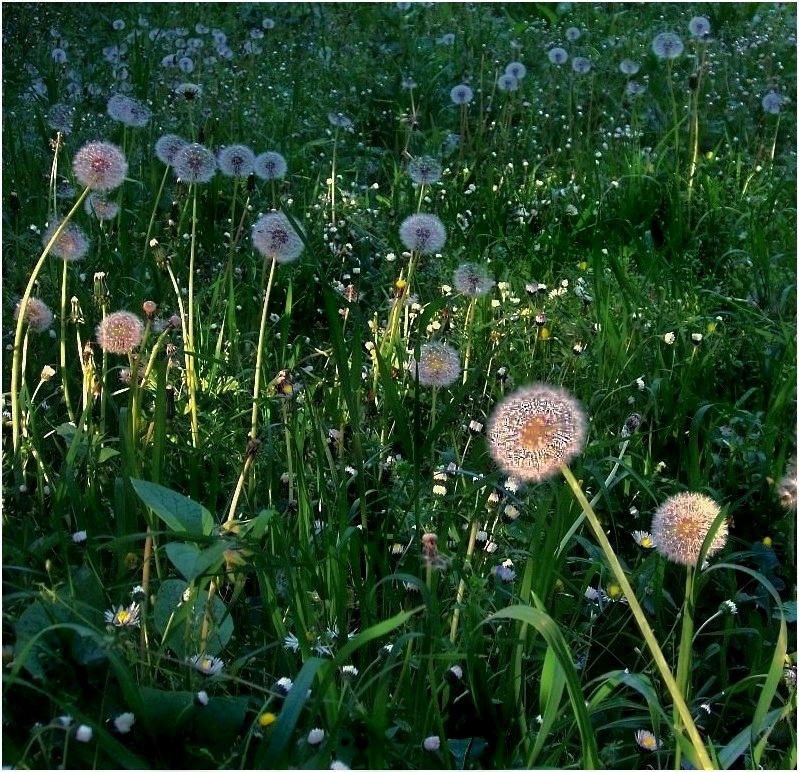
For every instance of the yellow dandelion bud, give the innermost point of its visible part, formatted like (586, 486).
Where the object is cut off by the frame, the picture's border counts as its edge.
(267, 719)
---
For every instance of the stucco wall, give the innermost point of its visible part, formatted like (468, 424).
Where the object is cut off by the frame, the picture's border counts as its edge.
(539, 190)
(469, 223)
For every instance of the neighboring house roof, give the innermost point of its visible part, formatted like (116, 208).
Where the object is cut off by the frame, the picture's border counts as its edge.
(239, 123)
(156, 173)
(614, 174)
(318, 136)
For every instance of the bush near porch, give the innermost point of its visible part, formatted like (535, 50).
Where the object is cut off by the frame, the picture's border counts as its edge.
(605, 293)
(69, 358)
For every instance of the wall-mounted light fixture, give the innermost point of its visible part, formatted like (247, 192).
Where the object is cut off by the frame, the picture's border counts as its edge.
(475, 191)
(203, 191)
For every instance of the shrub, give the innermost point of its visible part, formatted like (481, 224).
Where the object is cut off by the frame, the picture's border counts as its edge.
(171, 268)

__WHAT THIS TASK INVOLVES__: Each line from the material above that mentions the word "wall" needs to be copied.

__RESULT OF THE TASK__:
For every instance of the stucco wall, give the innermost point of its visible part, formatted like (468, 424).
For every instance of the wall-mounted light fixture, give the innermost point of its visible part, formatted like (247, 192).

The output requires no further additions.